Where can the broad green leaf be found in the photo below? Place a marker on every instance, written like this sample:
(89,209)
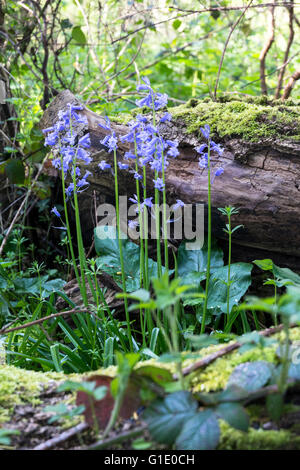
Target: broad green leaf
(176,24)
(166,417)
(251,375)
(234,414)
(201,432)
(240,277)
(15,171)
(283,274)
(192,263)
(264,264)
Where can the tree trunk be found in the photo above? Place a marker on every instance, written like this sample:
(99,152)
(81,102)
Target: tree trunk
(261,178)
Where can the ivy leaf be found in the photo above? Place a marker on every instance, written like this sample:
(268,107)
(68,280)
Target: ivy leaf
(176,24)
(240,277)
(283,274)
(166,417)
(201,432)
(274,404)
(251,375)
(192,263)
(234,414)
(107,247)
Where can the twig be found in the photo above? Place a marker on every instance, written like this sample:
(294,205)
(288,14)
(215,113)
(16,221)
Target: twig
(226,44)
(265,50)
(116,439)
(288,89)
(62,437)
(226,350)
(287,51)
(4,331)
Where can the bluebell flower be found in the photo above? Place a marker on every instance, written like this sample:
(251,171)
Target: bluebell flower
(103,165)
(110,141)
(159,184)
(216,148)
(55,211)
(173,152)
(132,224)
(107,125)
(129,155)
(203,162)
(84,156)
(201,148)
(205,131)
(51,139)
(85,141)
(218,172)
(70,189)
(178,204)
(83,181)
(137,176)
(147,202)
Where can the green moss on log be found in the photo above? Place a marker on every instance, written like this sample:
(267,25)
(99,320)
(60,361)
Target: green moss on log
(252,120)
(249,118)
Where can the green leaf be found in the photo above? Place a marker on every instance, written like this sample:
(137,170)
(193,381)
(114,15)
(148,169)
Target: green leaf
(78,35)
(275,404)
(251,375)
(234,414)
(192,263)
(264,264)
(157,374)
(201,432)
(107,247)
(240,278)
(15,171)
(166,417)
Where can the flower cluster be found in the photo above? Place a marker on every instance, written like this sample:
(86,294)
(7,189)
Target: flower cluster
(69,147)
(148,147)
(210,146)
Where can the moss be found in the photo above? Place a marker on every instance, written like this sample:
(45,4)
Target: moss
(252,120)
(257,439)
(19,386)
(215,376)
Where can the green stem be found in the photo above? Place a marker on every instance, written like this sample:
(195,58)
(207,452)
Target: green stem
(208,243)
(121,250)
(229,265)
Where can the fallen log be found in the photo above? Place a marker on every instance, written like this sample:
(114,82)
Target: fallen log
(261,162)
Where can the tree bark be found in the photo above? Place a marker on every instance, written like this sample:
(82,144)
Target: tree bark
(262,179)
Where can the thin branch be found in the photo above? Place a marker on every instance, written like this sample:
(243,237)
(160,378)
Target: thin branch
(62,437)
(291,83)
(265,50)
(4,331)
(226,44)
(287,51)
(205,361)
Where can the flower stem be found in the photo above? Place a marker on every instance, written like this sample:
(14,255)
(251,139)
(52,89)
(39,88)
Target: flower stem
(121,251)
(208,244)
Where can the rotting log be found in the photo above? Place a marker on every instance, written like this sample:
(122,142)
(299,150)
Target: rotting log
(261,175)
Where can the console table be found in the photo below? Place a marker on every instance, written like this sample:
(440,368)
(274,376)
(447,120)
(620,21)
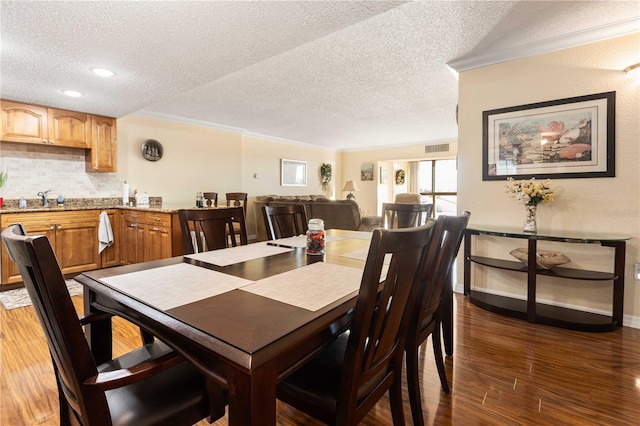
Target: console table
(532,310)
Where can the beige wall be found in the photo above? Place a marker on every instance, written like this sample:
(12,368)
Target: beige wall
(600,205)
(198,158)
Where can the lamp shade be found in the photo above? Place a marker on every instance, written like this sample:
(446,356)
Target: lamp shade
(350,186)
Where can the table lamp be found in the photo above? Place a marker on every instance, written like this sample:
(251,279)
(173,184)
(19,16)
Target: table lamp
(350,186)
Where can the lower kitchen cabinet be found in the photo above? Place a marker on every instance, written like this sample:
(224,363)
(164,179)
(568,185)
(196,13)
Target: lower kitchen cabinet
(146,236)
(73,236)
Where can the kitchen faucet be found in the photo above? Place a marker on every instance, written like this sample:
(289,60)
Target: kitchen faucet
(45,197)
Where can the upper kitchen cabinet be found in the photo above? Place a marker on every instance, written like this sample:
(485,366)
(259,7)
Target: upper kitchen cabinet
(34,124)
(23,123)
(102,155)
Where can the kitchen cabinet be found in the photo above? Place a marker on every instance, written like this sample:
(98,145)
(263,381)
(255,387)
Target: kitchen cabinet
(146,236)
(102,155)
(73,236)
(34,124)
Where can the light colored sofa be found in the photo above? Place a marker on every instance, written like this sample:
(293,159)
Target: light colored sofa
(337,214)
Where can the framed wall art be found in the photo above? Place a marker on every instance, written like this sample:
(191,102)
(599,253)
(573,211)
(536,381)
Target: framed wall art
(563,138)
(293,173)
(366,171)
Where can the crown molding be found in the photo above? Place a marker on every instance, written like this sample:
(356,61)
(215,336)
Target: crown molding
(553,44)
(184,120)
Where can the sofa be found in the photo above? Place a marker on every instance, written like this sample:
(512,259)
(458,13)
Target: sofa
(337,214)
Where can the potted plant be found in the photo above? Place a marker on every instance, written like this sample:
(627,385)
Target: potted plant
(325,175)
(3,179)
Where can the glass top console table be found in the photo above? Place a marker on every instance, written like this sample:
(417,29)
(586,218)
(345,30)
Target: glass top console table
(532,310)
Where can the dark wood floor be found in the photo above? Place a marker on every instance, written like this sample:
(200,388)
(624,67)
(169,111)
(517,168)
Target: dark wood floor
(503,372)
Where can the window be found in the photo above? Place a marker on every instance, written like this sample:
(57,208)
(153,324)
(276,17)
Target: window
(438,183)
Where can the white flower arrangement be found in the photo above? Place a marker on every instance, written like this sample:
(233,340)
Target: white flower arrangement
(530,192)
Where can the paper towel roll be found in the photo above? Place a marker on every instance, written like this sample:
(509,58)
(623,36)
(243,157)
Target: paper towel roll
(125,194)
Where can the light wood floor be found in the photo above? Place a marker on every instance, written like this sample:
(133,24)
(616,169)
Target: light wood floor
(503,372)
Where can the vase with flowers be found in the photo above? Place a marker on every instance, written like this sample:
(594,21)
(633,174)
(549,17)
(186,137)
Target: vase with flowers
(530,193)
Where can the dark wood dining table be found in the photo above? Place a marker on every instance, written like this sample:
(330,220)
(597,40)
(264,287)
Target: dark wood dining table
(243,340)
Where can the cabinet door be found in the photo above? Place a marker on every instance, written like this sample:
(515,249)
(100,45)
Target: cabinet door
(10,272)
(69,128)
(102,155)
(23,123)
(77,246)
(157,242)
(111,255)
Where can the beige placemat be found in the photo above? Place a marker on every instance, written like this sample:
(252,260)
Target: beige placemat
(175,285)
(238,254)
(301,241)
(311,287)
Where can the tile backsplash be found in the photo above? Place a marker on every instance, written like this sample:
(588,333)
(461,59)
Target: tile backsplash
(35,168)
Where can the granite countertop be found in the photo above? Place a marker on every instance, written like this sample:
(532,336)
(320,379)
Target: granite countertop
(76,204)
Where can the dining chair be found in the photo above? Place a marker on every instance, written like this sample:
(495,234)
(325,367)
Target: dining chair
(400,215)
(205,230)
(346,379)
(150,385)
(426,318)
(237,199)
(285,221)
(212,198)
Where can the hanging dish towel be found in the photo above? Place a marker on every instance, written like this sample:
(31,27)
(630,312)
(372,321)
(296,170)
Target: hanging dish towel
(105,234)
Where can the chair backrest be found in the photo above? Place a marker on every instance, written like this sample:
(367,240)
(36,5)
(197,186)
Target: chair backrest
(45,284)
(204,230)
(212,198)
(375,348)
(399,215)
(237,199)
(285,221)
(408,198)
(435,266)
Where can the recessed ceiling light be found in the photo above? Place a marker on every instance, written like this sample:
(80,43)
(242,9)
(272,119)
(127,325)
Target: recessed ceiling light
(103,72)
(73,93)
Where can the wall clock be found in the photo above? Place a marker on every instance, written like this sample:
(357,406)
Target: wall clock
(152,150)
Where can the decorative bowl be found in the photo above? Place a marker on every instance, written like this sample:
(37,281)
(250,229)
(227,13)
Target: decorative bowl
(544,259)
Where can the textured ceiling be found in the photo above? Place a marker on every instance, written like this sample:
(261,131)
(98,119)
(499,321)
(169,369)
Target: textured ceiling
(345,75)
- - - -
• Work required:
Could you lay out the listing from the line containing "Where can the textured" through the last line of the listing, both included, as a JSON list of strings with one string per line and blank lines omitted?

• Right answer:
[
  "Where can the textured ceiling be found in the photo above? Place a marker on every instance, written like this sample:",
  "(261,131)",
  "(98,119)",
  "(499,321)",
  "(169,369)",
  "Target: textured ceiling",
  "(345,75)"
]